▶ [Tasks to carry out]:
- 1) According to the commentary on Australia's 2013 election, when did Kevin Rudd's Labor colleagues sack him?
- 2) Carry on the commentary on Australia's 2013 election, starting after its final sentence.

▶ [Text under study]:
──────────

Australia's political goldfish bowl from the outside

  • 09 September 2013
When an election results in a change of government, a stock line of punditry is to search for a 'when was it lost?' moment.

There will be those, for example, who cite Kevin Rudd's stilted and uninspiring performance in the first leaders' debate. Others will point to his increasingly panicked, policy-on-the-run approach to campaigning, which resulted in eyebrow-raising pledges about tax cuts for Top Enders and moving the Garden Island naval base to somewhere north of the Tweed.

Those who seize on these promises will typically do so by way of arguing that the 'old' Kevin, the one sacked by his Labor colleagues in June 2010 for not being a team player, had resurfaced — indeed, that he had never really gone away.

Still others will attribute Labor's downfall to the toxic atmosphere of disunity that characterised its second term in office, steadily leaching away the voters' trust. Depending on who gets cast as villain-in-chief, the blame in this line of argument is attributed either to the beneficiary of the coup of 2010, Julia Gillard, or to the undermining of her prime ministership by Rudd, the man she deposed.

These explanations are favoured by intra-party pundits, who on Saturday night could be heard telling interviewers that disunity is death, and that if Labor is to rebuild it must move beyond the divisions of the Rudd-Gillard-Rudd era. Since most of these party elders also hinted at whom they blamed for disunity, it may be doubted whether the divisions will heal anytime soon.

──────────

▶ [Listed records]:

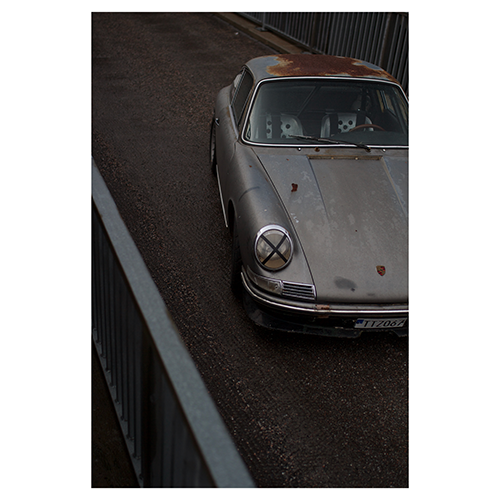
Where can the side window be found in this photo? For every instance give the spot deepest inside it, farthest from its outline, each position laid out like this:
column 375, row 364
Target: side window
column 241, row 96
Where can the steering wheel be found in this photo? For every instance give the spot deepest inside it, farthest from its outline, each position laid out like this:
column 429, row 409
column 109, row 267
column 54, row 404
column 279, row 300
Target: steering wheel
column 367, row 125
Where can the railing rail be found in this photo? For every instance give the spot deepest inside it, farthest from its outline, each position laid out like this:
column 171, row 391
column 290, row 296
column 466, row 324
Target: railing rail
column 174, row 433
column 377, row 37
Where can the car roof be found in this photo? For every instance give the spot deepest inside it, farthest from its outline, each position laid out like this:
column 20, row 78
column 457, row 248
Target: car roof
column 287, row 65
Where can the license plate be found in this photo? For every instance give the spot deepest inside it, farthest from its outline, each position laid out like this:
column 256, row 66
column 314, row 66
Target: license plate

──────────

▶ [Answers to the problems]:
- 1) June 2010

- 2)
Good arguments can be made in support of each of these theories, and they are not mutually exclusive: they all go some way to explaining why later this week the Governor-General will commission Tony Abbott as Australia's 28th prime minister, at the head of a Coalition Government with a comfortable majority in the House of Representatives.

But for me the real when-it-was-lost moment came just past the midpoint in the campaign, and it was truly bizarre, far stranger than anything Rudd might have said about relocating the navy or tax inducements to live in the tropics. And if the campaigning politicians and the media pack following them round the country noticed it, they chose to ignore it. That is not surprising, because it was an event that exposed the assumptions both groups work by. It was the publication of a leader in The Economist, calling for the return of the Rudd Labor Government.